---------- EXCERPTED RECORDS ----------
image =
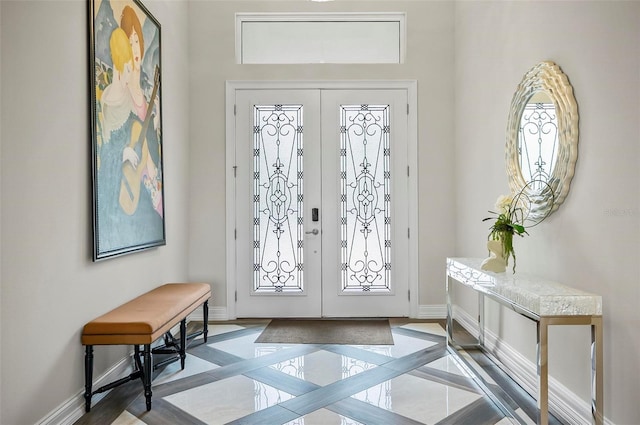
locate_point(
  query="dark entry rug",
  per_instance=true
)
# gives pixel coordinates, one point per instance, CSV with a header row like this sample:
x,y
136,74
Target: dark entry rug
x,y
328,331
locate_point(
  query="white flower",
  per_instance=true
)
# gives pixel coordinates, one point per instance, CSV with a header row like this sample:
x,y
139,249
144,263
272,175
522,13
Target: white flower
x,y
503,203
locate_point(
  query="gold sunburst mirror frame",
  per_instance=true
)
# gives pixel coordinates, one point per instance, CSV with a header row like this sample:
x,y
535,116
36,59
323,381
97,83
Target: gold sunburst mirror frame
x,y
545,83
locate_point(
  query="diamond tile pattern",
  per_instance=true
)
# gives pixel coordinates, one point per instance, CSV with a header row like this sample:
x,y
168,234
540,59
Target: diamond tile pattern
x,y
233,380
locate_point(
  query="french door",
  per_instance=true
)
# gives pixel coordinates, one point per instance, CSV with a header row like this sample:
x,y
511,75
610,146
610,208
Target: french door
x,y
321,206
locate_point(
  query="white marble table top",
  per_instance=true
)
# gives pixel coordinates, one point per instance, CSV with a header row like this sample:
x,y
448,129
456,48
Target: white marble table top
x,y
539,296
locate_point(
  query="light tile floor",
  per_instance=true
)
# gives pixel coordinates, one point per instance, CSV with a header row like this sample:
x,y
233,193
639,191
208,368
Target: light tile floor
x,y
230,379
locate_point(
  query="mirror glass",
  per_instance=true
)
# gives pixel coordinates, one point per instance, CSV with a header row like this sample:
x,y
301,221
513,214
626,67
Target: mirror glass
x,y
538,138
542,139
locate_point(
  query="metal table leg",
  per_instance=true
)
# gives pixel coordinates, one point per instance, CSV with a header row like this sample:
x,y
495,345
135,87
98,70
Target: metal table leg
x,y
543,371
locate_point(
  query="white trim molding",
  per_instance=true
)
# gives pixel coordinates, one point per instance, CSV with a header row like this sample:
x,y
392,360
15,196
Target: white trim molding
x,y
411,86
328,37
563,403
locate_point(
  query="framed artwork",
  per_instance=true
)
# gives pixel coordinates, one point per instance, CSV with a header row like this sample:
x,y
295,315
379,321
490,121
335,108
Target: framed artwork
x,y
126,128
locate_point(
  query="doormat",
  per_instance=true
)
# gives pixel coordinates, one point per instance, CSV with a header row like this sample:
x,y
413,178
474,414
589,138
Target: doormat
x,y
328,331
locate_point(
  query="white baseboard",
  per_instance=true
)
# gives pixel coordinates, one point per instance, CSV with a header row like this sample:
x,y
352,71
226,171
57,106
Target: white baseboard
x,y
73,409
563,403
436,311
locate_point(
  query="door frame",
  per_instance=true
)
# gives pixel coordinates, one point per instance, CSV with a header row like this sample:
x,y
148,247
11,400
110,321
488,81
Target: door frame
x,y
411,86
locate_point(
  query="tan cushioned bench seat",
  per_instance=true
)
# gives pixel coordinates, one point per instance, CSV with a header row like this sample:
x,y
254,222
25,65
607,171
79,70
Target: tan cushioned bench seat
x,y
147,317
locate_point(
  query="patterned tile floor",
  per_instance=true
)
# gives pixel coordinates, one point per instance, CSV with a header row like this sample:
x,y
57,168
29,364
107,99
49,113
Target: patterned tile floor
x,y
233,380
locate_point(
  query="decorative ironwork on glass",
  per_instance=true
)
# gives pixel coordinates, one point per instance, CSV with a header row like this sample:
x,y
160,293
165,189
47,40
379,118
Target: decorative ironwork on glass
x,y
365,201
538,142
278,198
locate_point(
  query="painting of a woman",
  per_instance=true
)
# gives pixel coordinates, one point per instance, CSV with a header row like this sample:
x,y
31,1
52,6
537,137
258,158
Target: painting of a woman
x,y
127,163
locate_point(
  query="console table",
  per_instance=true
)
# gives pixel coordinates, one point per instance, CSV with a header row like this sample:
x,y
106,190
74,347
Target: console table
x,y
543,301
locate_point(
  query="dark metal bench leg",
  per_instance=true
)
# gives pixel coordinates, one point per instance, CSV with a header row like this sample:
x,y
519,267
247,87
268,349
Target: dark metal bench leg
x,y
183,342
205,314
148,368
88,376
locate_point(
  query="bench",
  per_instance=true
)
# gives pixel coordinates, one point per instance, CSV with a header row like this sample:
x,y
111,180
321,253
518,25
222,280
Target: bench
x,y
141,322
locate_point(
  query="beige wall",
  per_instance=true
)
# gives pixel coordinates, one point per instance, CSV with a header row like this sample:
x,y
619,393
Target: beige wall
x,y
50,287
592,241
429,60
461,53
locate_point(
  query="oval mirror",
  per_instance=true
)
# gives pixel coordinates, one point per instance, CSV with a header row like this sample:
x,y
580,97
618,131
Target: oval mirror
x,y
542,139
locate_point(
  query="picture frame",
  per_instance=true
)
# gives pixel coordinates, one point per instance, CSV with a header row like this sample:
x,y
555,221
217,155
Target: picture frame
x,y
126,128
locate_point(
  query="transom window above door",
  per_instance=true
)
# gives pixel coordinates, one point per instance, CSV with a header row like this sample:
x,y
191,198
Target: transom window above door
x,y
308,38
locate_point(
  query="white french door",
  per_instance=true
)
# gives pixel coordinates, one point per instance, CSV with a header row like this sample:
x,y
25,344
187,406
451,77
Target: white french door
x,y
321,203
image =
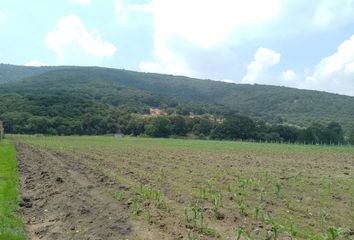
----------
- WHAT TO WORK ON:
Leaving the pictures out, write out all the material above exactly.

- REPLY TO THE EXERCISE:
image =
locate_point(
  query="dark entry rug",
  per_instance=true
)
# gives pixel coordinates, one point per instance, CSV with a header row like this sample:
x,y
136,74
Target: dark entry rug
x,y
328,331
locate_point(
  query="white flower",
  per_instance=true
)
# gives pixel coordinates, one point per instance, CSV with a header row like this sample:
x,y
139,249
144,263
272,175
522,13
Target: white flower
x,y
503,203
locate_point(
  query="gold sunburst mirror frame",
  per_instance=true
)
# gives pixel coordinates, one point per instance, CSV with a header row like this sample:
x,y
535,116
36,59
323,381
97,83
Target: gold sunburst mirror frame
x,y
545,83
locate_point(
  query="diamond tile pattern",
  per_instance=true
)
# gives pixel coordinates, one point per instance, CSV with a header row like this sample:
x,y
168,234
540,59
Target: diamond tile pattern
x,y
233,380
locate_point(
  query="french door",
  per_instance=true
)
# gives pixel coordinates, one point per instance, CSV with a header row like this sample:
x,y
511,75
610,146
610,208
Target: french door
x,y
321,206
locate_point(
  query="white marble table top",
  per_instance=true
)
# gives pixel coordinates, one point per instance, CSV with a header row like this sample:
x,y
448,129
456,48
Target: white marble table top
x,y
539,296
locate_point(
  query="light tile floor",
  per_instance=true
)
# gives pixel coordinates, one point per instance, CSV with a header row like this sample:
x,y
233,193
639,191
208,368
Target: light tile floor
x,y
230,379
locate_point(
  query="mirror glass",
  per_instance=true
)
# gives pixel coordinates, one point per instance, CSV with a header row like this sample:
x,y
301,221
513,214
626,67
Target: mirror glass
x,y
538,138
542,139
locate_point(
  query="metal table leg",
  per_instance=true
)
# gives pixel coordinates, one point per instance, CSV with a header row like this sample:
x,y
495,345
135,87
98,70
Target: metal table leg
x,y
543,371
locate_point(
  query="white trim molding",
  per_instance=true
)
# gives pixel coordinates, one point per instance, CSV with a header row like this sample:
x,y
392,360
15,196
Target: white trim molding
x,y
411,86
328,37
563,403
locate_point(
  query="framed artwork",
  per_instance=true
)
# gives pixel coordinates, one point per instance, CSV with a header row like this sample:
x,y
295,315
379,321
490,121
335,108
Target: framed artwork
x,y
126,128
locate_point(
  query="doormat",
  per_instance=true
)
# gives pixel coordinates, one point per instance, CSV with a header row like this sample:
x,y
413,178
474,414
589,138
Target: doormat
x,y
328,331
locate_point(
  query="white baseboard",
  per_instance=true
)
# gives pixel coordinates, one point per instance, CSV with a header row like this sample:
x,y
352,71
226,171
57,106
Target: white baseboard
x,y
73,409
563,403
436,311
locate_point(
  query="door frame",
  per_instance=true
)
# gives pixel coordinates, one point per instance, CSV with a header row like this sample:
x,y
148,247
11,400
110,321
488,81
Target: door frame
x,y
411,86
locate_point(
  query="tan cushioned bench seat",
  per_instance=true
)
# gives pixel coordinates, one point per instance, CSV with a header row like this sample:
x,y
254,222
25,65
607,171
79,70
Target: tan cushioned bench seat
x,y
147,317
locate_point(
  query="patterned tile floor",
  per_instance=true
)
# gives pixel coordinates, one point per instance, CSV with a header row like this sample:
x,y
57,168
29,364
107,99
49,113
Target: patterned tile floor
x,y
233,380
locate_point(
  query="decorative ironwork on glass",
  per_instance=true
)
# gives pixel coordinates, one point per instance, CSV with a header row like this sample:
x,y
160,293
165,189
47,40
379,118
Target: decorative ironwork on glass
x,y
365,201
538,142
278,198
locate_point(
  query="painting of a woman",
  per_instance=true
)
# gives pixel coordinates, one point per instance, CSV with a header row like this sample:
x,y
31,1
52,6
537,137
258,158
Target: painting of a woman
x,y
127,163
locate_point(
  query="console table",
  per_instance=true
)
# gives pixel coordinates, one point per instance, CSV with a header row like this sample:
x,y
106,190
74,347
Target: console table
x,y
543,301
locate_point(
  query="dark metal bench leg",
  per_instance=true
)
# gives pixel coordinates, one point per instance, CSV with a header row like this sample:
x,y
519,267
247,87
268,349
Target: dark metal bench leg
x,y
183,342
205,314
148,368
88,376
locate_point(
  query="bench",
  per_instance=true
)
# gives pixel coordinates, one point per instance, CSV with a header row like this sample:
x,y
111,180
321,253
518,25
222,280
Target: bench
x,y
141,322
locate_point(
  query="beige wall",
  per_instance=true
)
# gives pixel coordinates, one point per instance, CSV with a header row like this sample:
x,y
619,393
Target: beige wall
x,y
50,287
592,241
429,60
461,53
locate_point(
  query="oval mirror",
  per_instance=true
)
# gives pixel coordinates, one point per instance, CSV with a header row like this sample:
x,y
580,97
618,131
Target: oval mirror
x,y
542,139
locate_point(
  query="picture frame",
  per_instance=true
)
# gives pixel coordinates, one point per instance, CSV with a header row like this sample:
x,y
555,221
217,155
Target: picture frame
x,y
126,128
locate_point(
  query="transom window above door",
  per_instance=true
)
# gives pixel coordinates, one point per instance, CSV with a header row like this sample:
x,y
191,198
Target: transom window above door
x,y
308,38
locate_point(
  query="white french door",
  per_instance=true
)
# gives pixel coordinates, one point per instance, CSV with a header row like this sample:
x,y
25,344
187,406
451,77
Target: white french door
x,y
321,203
image =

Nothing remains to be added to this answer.